**WHAT TO DO**
Using the records below, write out the line with "Each instance of the house" and each line after it through the final one, exactly, and only those.

**INPUT RECORDS**
● ● ● ● ●

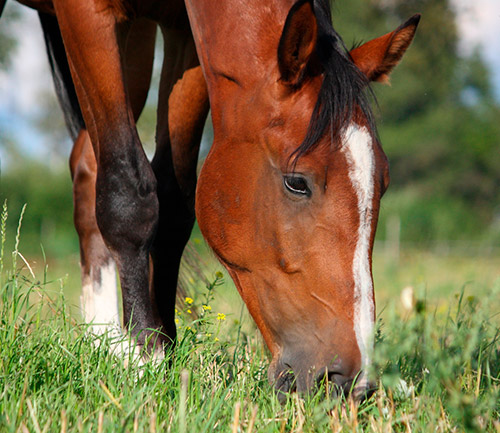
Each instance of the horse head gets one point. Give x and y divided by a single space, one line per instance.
289 195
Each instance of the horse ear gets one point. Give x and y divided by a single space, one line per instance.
378 57
297 42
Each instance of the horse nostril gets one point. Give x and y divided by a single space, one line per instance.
364 392
342 386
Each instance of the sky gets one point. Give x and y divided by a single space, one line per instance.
29 78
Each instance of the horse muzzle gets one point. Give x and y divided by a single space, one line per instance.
335 379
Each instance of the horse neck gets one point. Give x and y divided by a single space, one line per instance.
236 39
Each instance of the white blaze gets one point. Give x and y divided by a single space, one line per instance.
358 149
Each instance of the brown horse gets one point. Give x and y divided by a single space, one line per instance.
289 195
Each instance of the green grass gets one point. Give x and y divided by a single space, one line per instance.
438 368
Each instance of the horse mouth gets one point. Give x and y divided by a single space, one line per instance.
335 384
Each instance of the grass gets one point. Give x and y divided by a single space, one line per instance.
438 369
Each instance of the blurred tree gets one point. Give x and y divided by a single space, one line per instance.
7 41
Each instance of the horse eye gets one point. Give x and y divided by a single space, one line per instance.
297 185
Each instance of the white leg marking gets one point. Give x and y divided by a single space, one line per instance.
358 149
100 299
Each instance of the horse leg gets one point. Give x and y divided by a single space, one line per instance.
126 202
182 111
99 298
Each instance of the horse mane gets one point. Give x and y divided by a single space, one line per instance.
344 90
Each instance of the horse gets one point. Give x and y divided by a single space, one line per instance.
288 196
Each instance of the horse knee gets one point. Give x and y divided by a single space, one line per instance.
127 209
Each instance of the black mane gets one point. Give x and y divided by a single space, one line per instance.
344 87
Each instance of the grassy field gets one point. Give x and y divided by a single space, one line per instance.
438 360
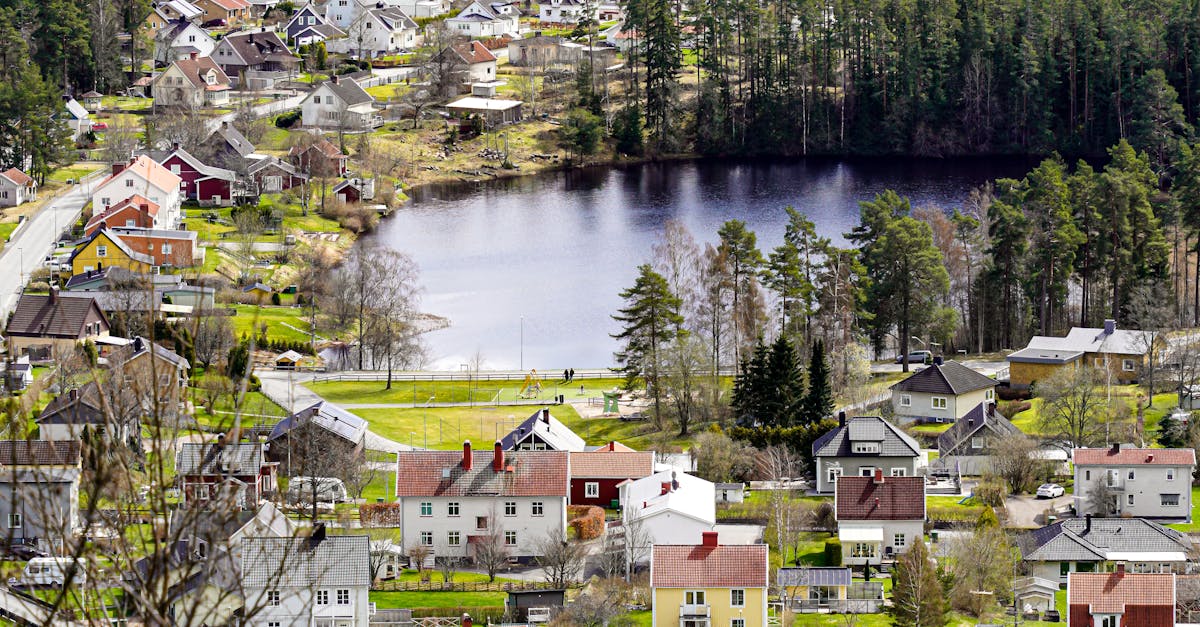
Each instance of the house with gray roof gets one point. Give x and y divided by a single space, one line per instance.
317 579
941 393
970 442
1098 544
862 445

● ● ● ● ●

**SOLUTION FOR THIS PROBLEM**
Each instance of the house with gray roof gets one point. Give x and y divided by a single space, one line per instance.
317 579
941 393
970 442
1098 544
862 445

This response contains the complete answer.